JOB:
Your task is to reproduce exactly the lines from the line with "Where can the lanyard" through the end of the records below.

RECORDS PROVIDED:
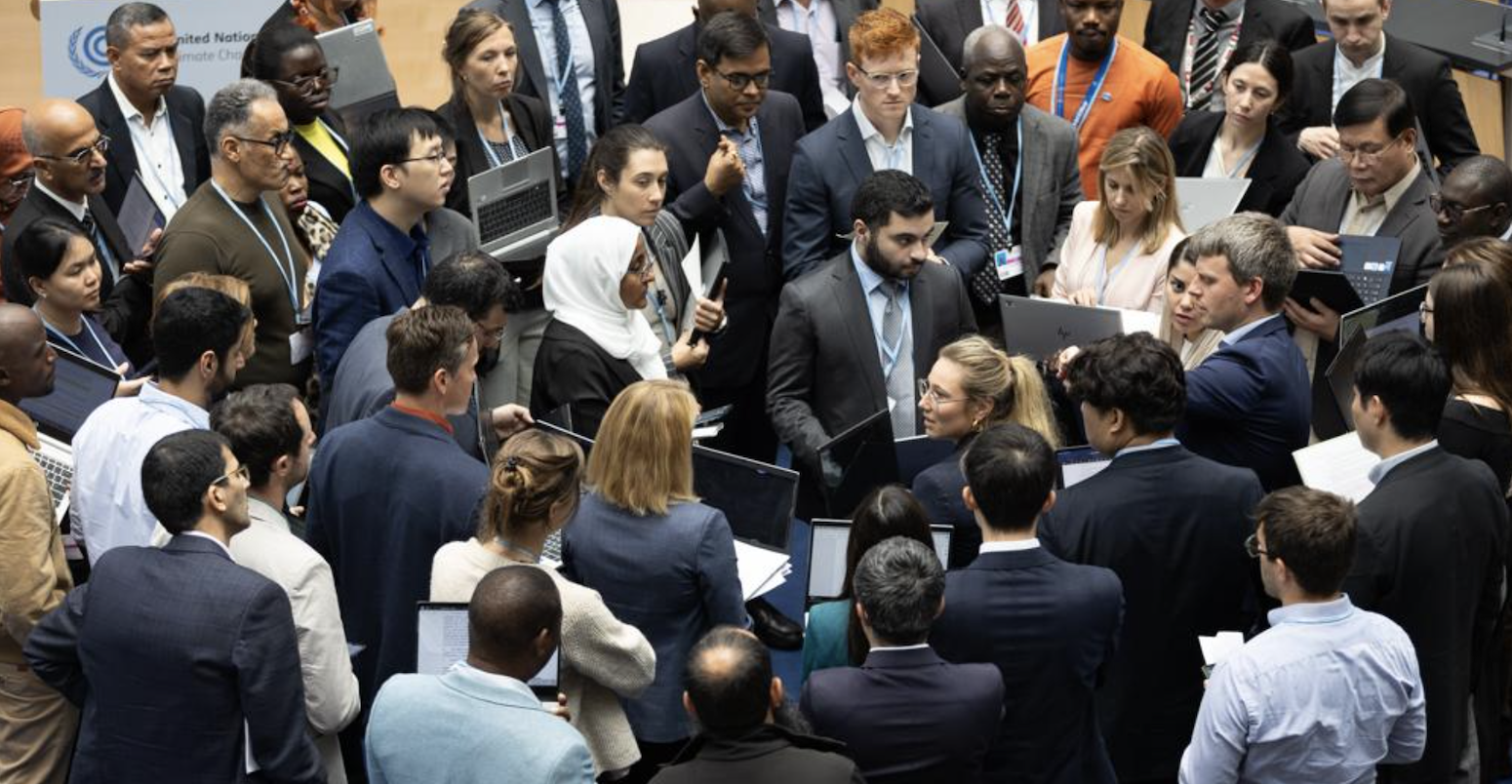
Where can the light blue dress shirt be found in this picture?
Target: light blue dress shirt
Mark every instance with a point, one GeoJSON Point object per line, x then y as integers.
{"type": "Point", "coordinates": [1322, 696]}
{"type": "Point", "coordinates": [107, 506]}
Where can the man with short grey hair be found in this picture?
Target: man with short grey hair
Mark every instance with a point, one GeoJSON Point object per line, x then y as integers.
{"type": "Point", "coordinates": [1248, 404]}
{"type": "Point", "coordinates": [906, 715]}
{"type": "Point", "coordinates": [236, 225]}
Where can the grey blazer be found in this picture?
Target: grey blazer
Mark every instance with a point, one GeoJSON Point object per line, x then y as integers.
{"type": "Point", "coordinates": [1052, 183]}
{"type": "Point", "coordinates": [1324, 195]}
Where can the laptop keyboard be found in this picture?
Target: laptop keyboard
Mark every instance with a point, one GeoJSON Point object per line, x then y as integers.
{"type": "Point", "coordinates": [511, 214]}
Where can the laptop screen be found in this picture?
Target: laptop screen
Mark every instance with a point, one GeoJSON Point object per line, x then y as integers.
{"type": "Point", "coordinates": [827, 546]}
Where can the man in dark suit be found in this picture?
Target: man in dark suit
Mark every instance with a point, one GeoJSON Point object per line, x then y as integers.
{"type": "Point", "coordinates": [1360, 50]}
{"type": "Point", "coordinates": [906, 715]}
{"type": "Point", "coordinates": [1050, 626]}
{"type": "Point", "coordinates": [588, 104]}
{"type": "Point", "coordinates": [855, 337]}
{"type": "Point", "coordinates": [882, 131]}
{"type": "Point", "coordinates": [1248, 404]}
{"type": "Point", "coordinates": [664, 70]}
{"type": "Point", "coordinates": [1178, 30]}
{"type": "Point", "coordinates": [1173, 526]}
{"type": "Point", "coordinates": [1432, 539]}
{"type": "Point", "coordinates": [184, 663]}
{"type": "Point", "coordinates": [70, 165]}
{"type": "Point", "coordinates": [745, 208]}
{"type": "Point", "coordinates": [140, 109]}
{"type": "Point", "coordinates": [1027, 164]}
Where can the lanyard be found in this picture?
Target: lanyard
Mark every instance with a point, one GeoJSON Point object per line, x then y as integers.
{"type": "Point", "coordinates": [1058, 87]}
{"type": "Point", "coordinates": [288, 275]}
{"type": "Point", "coordinates": [1014, 192]}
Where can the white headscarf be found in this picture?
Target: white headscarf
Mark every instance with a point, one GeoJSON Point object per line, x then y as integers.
{"type": "Point", "coordinates": [584, 266]}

RESPONSE:
Where can the lanyard be found in this picture?
Target: lanyard
Mark every instance with a point, one GeoJSON Point object per line, x then y as integers.
{"type": "Point", "coordinates": [1058, 87]}
{"type": "Point", "coordinates": [288, 275]}
{"type": "Point", "coordinates": [1014, 192]}
Where can the white headscarf be found in this picture?
Target: white headscarf
Mark every instance with a point, one GeoJSON Point object per line, x then y as integers.
{"type": "Point", "coordinates": [584, 266]}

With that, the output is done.